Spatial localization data
━━━━━━━━━━━━━━━━━━━━━━━━━━━━━━
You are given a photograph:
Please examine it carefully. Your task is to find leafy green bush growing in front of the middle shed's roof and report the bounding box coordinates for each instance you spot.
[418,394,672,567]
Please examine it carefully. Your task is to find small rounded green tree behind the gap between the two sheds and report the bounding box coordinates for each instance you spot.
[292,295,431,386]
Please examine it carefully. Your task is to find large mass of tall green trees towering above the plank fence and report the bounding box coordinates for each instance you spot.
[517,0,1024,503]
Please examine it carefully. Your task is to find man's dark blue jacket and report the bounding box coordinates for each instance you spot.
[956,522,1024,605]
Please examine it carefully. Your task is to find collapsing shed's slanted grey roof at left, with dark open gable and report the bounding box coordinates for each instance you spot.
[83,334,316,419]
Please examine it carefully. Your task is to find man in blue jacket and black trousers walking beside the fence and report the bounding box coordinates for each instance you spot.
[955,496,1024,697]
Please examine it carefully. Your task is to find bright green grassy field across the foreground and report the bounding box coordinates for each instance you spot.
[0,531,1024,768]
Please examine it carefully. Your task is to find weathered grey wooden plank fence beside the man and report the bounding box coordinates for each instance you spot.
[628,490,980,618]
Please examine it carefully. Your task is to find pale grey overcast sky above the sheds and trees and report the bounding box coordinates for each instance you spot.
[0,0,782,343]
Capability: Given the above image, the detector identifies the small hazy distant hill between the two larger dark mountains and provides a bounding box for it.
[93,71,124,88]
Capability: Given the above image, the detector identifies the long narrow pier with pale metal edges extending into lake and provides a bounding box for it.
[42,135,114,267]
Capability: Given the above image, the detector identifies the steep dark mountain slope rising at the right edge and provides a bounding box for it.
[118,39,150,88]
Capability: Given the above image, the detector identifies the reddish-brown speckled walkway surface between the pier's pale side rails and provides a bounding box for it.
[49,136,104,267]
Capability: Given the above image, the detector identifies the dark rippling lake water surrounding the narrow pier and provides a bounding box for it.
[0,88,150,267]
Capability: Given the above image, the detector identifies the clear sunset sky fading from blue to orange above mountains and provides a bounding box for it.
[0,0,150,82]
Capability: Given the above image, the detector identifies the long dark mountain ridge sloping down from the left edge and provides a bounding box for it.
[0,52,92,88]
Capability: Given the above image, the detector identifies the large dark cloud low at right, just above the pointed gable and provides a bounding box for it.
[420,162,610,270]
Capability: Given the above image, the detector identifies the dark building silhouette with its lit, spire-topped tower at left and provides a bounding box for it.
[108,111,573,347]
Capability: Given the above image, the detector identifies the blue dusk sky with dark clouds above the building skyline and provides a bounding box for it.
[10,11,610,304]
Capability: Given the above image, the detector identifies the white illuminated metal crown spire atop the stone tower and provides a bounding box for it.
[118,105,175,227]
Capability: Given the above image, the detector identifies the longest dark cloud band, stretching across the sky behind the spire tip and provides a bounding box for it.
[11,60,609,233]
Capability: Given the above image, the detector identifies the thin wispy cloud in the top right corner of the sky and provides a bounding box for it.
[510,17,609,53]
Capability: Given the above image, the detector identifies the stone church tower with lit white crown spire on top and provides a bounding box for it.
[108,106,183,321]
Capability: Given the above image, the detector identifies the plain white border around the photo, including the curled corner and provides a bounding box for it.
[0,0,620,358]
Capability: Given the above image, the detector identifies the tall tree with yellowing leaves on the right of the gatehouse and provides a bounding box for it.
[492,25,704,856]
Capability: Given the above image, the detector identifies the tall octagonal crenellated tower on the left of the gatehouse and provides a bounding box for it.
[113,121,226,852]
━━━━━━━━━━━━━━━━━━━━━━━━━━━━━━
PROBLEM STATEMENT:
This exercise requires all the entries to be written out again exactly.

OUTPUT BELOW:
You are given a photograph:
Please examine it carefully. Your task is to find leafy green bush growing in front of the middle shed's roof and report the bounding box coordinates for each instance you spot.
[418,394,672,567]
Please examine it carefully. Your task is to find small rounded green tree behind the gap between the two sheds and report the bounding box coordinates for each instance you spot.
[292,295,431,386]
Please examine it carefully. Your task is to find large mass of tall green trees towering above the plank fence and report the bounding box coordinates for each instance you spot.
[517,0,1024,503]
Please examine it carefully. Your task is to find man's dark blue jacket and report the bounding box coordinates for each instance you spot.
[956,522,1024,605]
Please examine it carefully. Your task is to find collapsing shed's slanted grey roof at left, with dark open gable and report the bounding box coordinates for each instance you spot.
[83,334,316,419]
Please examine it carefully. Your task is to find man in blue jacket and black trousers walking beside the fence and report the bounding box coordinates for each instance you spot.
[955,496,1024,697]
Please examine it carefully. Your task is to find bright green grassy field across the foreground and report the bounding box coordinates for each instance you spot.
[0,531,1024,768]
Please examine it carefully. Your task is to find weathered grey wooden plank fence beside the man and report the bounding box coordinates for each instance you spot.
[628,490,980,618]
Please examine it carefully. Your task is to find pale grey overcast sky above the sheds and trees and report the bounding box coordinates for each instance you spot.
[0,0,782,343]
Capability: Given the above image, the detector identifies the small hazy distant hill between the two larger dark mountains and provides a bounding box for it.
[93,71,124,88]
Capability: Given the above image, the detector identifies the long narrow pier with pale metal edges extending into lake and provides a bounding box for it.
[42,135,114,267]
Capability: Given the above image, the detector identifies the steep dark mountain slope rising at the right edge and provides a bounding box for it.
[118,39,150,88]
Capability: Given the above image, the detector identifies the reddish-brown speckled walkway surface between the pier's pale side rails and provides a bounding box for it.
[49,136,104,267]
Capability: Given the above image, the detector identifies the dark rippling lake water surrounding the narrow pier and provides a bounding box for it.
[0,88,150,267]
Capability: Given the above image, the detector identifies the clear sunset sky fading from blue to orange above mountains and provides a bounding box for it.
[0,0,150,82]
Capability: Given the above image, the detector identifies the long dark mountain ridge sloping down from the left edge and provides a bounding box for it.
[0,52,92,88]
Capability: Given the above image, the detector identifies the large dark cloud low at right, just above the pointed gable and provides a bounding box for it.
[420,162,610,270]
Capability: Given the above image, the detector identifies the dark building silhouette with its lit, spire-topped tower at left and provides a bounding box for it.
[108,111,573,347]
Capability: Given the above image, the detector identifies the blue dusk sky with dark clouds above the building skyline and provides a bounding box for it.
[10,11,610,304]
Capability: Given the above image, the detector identifies the white illuminated metal crown spire atop the stone tower and provides a bounding box for it.
[118,105,175,227]
Capability: Given the above image, the detector identifies the longest dark cloud band, stretching across the sky behind the spire tip and provides a bounding box for it.
[11,60,609,233]
Capability: Given the above image, the detector identifies the thin wispy cloud in the top right corner of the sky and provides a bounding box for it.
[510,17,609,53]
Capability: Given the above image, the detector identifies the stone church tower with lit white crown spire on top and provides a bounding box for it.
[108,106,183,321]
Capability: Given the above image, the detector identifies the plain white border around the photo, including the curled corner and provides a bounding box for it.
[0,0,620,358]
Capability: Given the above image, the detector identifies the tall tree with yellowing leaves on the right of the gatehouse and provides a bounding box for it.
[492,25,704,856]
Capability: Given the above image, the detector identifies the tall octagonal crenellated tower on the left of the gatehouse and provides a bounding box for it.
[113,121,226,852]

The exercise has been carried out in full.